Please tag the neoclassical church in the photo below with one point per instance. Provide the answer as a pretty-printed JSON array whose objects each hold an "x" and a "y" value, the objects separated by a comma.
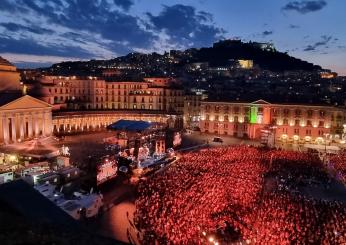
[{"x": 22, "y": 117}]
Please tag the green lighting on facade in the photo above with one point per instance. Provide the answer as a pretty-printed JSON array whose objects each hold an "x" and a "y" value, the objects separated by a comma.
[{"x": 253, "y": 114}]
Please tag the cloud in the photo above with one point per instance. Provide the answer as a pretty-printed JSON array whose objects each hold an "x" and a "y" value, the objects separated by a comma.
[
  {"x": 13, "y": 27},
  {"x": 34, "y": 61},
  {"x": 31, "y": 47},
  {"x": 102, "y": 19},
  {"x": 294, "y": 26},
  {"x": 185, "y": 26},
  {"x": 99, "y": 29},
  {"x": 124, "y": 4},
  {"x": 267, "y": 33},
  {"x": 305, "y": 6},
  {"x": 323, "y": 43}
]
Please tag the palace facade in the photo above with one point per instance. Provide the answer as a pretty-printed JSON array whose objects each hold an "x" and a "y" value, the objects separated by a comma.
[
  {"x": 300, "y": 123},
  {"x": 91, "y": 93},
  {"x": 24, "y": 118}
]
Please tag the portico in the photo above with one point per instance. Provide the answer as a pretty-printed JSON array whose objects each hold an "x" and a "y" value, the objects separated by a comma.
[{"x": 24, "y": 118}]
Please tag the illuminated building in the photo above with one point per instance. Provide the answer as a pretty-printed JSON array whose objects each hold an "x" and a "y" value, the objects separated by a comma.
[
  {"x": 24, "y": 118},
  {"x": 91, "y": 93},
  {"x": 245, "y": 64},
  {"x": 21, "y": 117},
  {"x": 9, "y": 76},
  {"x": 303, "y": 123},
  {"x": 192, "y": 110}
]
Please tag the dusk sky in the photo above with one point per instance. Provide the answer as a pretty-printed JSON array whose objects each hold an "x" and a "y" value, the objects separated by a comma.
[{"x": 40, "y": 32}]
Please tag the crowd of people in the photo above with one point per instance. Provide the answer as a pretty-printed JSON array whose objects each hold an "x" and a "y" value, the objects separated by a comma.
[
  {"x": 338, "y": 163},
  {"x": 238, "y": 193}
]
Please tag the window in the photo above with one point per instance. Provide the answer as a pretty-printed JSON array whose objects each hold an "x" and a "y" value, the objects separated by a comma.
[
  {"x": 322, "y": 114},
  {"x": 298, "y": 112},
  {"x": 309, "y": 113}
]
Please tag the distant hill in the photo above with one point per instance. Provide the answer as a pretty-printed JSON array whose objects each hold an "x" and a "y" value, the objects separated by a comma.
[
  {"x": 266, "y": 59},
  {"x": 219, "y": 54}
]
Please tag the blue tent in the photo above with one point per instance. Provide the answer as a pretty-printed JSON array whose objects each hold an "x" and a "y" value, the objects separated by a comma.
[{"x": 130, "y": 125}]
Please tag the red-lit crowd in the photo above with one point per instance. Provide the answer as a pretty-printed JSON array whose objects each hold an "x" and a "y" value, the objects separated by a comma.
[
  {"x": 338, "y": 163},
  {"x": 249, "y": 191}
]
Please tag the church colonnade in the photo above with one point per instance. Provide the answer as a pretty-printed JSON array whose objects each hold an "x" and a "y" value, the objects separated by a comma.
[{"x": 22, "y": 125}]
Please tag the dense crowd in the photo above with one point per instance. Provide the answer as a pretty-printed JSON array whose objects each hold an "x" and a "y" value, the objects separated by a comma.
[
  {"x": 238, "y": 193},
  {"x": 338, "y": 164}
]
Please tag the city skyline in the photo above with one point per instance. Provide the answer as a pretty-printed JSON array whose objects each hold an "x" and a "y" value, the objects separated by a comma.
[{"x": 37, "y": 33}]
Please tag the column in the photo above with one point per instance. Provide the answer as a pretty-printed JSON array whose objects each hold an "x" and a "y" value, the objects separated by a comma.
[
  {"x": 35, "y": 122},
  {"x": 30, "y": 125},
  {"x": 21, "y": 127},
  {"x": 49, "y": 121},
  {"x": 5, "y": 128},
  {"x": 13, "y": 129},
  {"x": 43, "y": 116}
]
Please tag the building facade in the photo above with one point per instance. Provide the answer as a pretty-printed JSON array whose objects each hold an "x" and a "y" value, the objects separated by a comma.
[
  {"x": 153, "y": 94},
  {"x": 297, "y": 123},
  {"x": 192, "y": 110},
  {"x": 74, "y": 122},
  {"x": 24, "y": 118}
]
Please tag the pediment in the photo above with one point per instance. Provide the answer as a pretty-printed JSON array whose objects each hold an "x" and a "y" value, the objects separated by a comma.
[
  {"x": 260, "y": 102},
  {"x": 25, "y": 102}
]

* * *

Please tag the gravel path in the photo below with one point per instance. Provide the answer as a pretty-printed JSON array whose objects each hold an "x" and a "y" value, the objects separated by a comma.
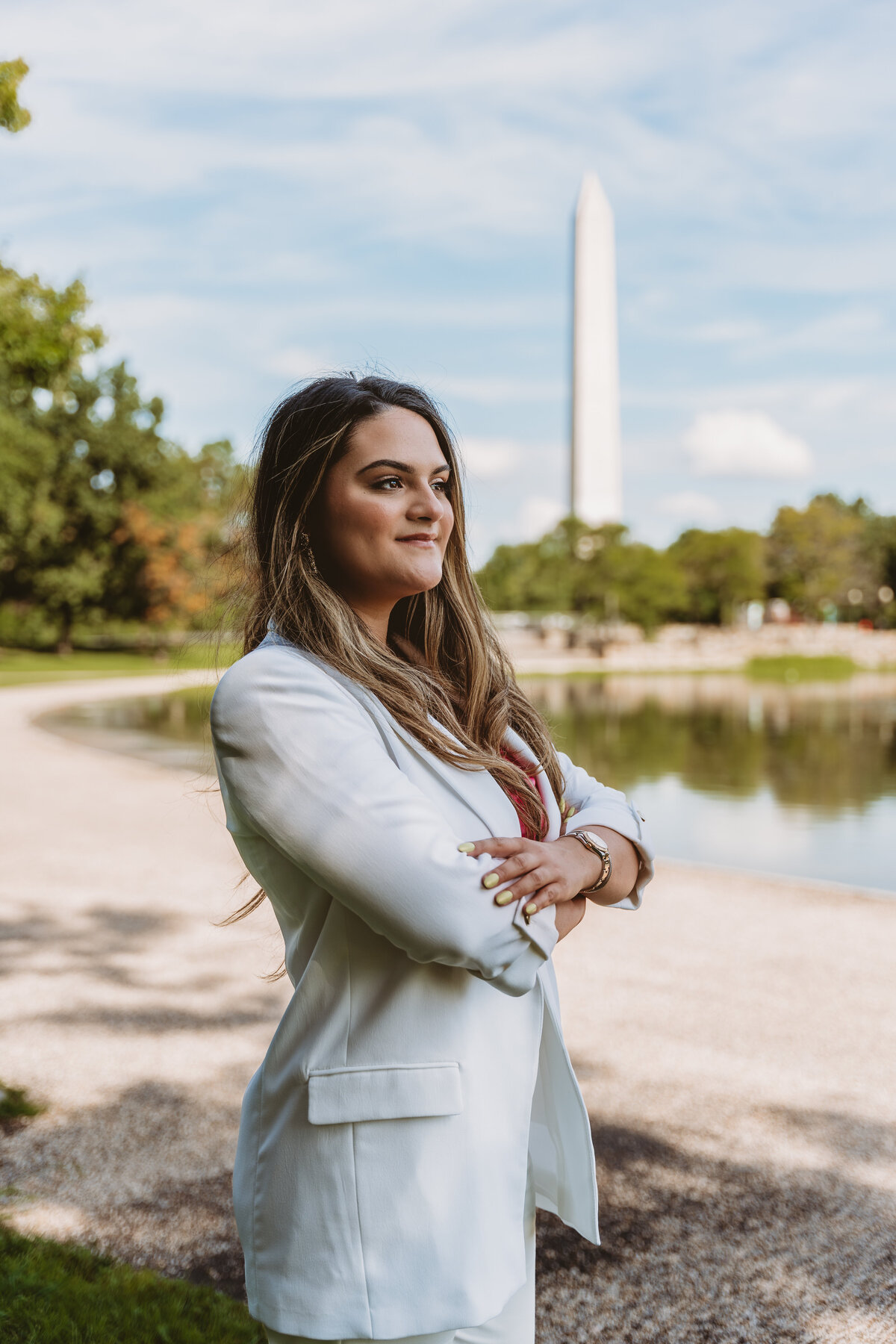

• [REQUIREMENT]: Report how many lines of the data above contain the string "window", treating uppercase and lowercase as different. Reply with the number alone.

• [CORRECT ANSWER]: 1